◆ SET EXERCISE A
According to the FUSE for macOS excerpt, which version added support for macOS Catalina, and when was it released?

::::

The problem? Fleischer was doing most of the development work for free. In May 2016, he asked for support. "In order to take FUSE for OS X to the next level, I would like to spend more time working on it, but this won't be possible without being compensated for my work," he explained at the time.

"My post did not produce the hoped-for results," Fleischer told us. "Then I altered my strategy and tried contacting companies directly, that are using FUSE, and asked for their support.

"I tried to advocate that having one project, that everyone contributes to, instead of many closed source forks without pushing fixes and improvements upstream, would benefit everybody. I was able to convince one or two companies to support my work financially. However most companies were reluctant to support the project that their product depends on because it is available for free. This in itself is kind of ironic. Almost as if something that is available for free has no perceived value."

He looked into other options for financing, since "abandoning the project has never been an option for me."

Among the issues, he told us, is that "FUSE is not an end user product. Most of the time FUSE is installed silently by third-party applications that expose a virtual file system. Many end users are not aware they are using FUSE or know which service it provides. Asking for donations for a component of an application that users already paid for is not the right approach."

This was the reason why Fleischer stopped releasing the source code and also changed the licence. "FUSE for macOS 3.9 can still be freely bundled with commercial software. Then in July of 2019, I released FUSE for macOS 3.10 with support for macOS Catalina under the new, less permissive licence, that requires specific written permission to bundle FUSE with commercial software," he told The Reg.

::::

◆ SET EXERCISE B
Return every line in the rows below that contains the string "hill". Matching is case-sensitive.

◆ MATERIAL FOR THE TASK
::::

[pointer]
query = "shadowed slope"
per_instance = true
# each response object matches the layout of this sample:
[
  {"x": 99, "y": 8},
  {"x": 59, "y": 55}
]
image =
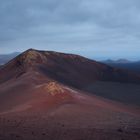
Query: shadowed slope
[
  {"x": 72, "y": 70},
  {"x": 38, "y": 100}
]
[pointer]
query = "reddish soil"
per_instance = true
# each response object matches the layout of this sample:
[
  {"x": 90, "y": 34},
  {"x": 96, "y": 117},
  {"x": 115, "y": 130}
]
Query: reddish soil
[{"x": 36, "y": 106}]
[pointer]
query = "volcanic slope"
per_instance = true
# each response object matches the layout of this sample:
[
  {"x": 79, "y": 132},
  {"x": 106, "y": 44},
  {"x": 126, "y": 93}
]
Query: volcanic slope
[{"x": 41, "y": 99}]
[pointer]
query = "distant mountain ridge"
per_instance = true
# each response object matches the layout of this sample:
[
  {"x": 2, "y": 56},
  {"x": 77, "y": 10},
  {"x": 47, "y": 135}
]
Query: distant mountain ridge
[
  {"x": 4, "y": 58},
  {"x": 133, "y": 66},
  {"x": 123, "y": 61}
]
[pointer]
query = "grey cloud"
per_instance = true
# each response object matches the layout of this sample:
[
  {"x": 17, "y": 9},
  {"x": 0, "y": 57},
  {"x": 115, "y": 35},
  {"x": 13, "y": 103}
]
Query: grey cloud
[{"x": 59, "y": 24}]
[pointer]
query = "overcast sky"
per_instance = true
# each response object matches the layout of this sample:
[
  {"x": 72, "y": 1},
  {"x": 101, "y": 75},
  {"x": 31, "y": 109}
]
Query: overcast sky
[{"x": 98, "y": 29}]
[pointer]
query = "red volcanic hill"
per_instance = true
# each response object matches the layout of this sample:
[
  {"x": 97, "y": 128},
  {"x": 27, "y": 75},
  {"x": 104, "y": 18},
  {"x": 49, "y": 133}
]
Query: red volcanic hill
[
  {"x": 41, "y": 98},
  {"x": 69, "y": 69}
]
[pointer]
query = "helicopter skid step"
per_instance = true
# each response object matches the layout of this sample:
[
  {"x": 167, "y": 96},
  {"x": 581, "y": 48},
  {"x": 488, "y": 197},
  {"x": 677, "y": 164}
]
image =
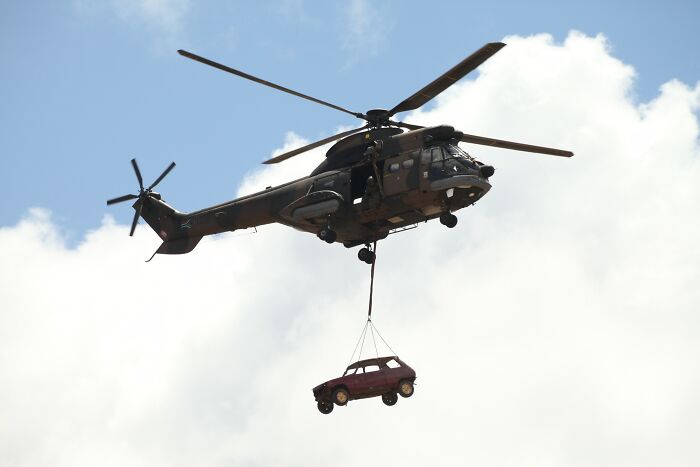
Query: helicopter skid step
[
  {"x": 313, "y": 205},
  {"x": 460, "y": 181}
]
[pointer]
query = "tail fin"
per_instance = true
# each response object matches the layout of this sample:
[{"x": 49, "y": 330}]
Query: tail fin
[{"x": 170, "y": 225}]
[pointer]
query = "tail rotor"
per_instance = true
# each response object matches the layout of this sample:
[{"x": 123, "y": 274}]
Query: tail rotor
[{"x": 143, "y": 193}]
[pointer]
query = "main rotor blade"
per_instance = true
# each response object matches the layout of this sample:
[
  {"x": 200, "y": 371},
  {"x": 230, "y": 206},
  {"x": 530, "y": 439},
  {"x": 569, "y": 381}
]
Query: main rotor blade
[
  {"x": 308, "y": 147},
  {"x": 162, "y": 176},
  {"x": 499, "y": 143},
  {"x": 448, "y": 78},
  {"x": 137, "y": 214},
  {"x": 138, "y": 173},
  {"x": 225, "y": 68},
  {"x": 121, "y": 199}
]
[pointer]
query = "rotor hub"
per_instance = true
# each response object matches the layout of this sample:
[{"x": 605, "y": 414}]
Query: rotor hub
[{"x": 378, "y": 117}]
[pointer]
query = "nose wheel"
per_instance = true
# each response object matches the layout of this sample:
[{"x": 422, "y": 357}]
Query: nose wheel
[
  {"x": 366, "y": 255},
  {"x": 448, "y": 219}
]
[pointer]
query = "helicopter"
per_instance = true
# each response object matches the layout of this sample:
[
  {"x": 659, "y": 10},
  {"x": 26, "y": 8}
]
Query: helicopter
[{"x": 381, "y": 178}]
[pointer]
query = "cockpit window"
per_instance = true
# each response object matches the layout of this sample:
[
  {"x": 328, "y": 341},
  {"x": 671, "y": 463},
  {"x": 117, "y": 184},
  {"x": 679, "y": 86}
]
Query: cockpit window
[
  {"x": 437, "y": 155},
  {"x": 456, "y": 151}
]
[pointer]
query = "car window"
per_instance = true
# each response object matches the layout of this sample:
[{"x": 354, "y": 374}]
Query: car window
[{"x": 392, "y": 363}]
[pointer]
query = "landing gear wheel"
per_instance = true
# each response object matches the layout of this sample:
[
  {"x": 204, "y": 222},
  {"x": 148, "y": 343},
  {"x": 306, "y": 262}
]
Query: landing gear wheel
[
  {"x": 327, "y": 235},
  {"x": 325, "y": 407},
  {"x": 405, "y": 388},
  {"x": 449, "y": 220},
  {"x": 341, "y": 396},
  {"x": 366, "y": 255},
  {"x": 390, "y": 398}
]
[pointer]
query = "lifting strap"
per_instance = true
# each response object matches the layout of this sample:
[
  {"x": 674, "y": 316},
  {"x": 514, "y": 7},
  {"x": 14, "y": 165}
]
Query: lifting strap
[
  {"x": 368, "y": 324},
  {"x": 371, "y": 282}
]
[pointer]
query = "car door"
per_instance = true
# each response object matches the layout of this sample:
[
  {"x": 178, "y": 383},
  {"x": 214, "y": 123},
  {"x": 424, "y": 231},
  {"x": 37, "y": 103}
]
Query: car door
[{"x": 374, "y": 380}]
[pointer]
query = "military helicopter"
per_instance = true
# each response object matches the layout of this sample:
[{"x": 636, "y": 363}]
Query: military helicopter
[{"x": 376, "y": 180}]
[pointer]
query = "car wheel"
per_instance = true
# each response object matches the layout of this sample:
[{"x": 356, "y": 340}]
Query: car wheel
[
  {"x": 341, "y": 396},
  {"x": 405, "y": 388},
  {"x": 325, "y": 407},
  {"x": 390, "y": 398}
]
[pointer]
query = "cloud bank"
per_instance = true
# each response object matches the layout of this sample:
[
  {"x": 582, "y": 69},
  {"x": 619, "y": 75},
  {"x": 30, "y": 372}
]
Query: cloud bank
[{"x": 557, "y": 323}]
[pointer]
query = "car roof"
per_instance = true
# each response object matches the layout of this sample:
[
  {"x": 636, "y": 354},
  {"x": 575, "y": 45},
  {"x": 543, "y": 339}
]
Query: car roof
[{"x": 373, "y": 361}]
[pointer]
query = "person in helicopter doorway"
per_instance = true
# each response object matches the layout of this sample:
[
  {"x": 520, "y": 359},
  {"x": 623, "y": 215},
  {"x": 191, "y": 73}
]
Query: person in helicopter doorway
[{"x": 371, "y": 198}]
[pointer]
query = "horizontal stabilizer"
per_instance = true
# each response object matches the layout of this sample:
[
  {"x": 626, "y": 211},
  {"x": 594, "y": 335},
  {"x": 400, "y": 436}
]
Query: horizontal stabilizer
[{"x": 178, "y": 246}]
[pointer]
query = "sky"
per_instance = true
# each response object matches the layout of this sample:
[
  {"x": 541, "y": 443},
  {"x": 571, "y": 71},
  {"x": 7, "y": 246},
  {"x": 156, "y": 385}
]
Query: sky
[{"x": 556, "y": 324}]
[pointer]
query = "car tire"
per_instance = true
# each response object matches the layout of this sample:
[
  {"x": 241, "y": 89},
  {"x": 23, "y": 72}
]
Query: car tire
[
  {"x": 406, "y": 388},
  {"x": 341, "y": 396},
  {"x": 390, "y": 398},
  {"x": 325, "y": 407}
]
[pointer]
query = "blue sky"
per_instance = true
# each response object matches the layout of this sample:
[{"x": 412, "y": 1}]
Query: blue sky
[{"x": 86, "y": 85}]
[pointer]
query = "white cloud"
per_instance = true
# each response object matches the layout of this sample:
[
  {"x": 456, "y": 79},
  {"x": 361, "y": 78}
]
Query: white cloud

::::

◆ EXERCISE RESPONSE A
FUSE for macOS 3.10, released in July 2019.

◆ EXERCISE RESPONSE B
query = "red volcanic hill"
Query: red volcanic hill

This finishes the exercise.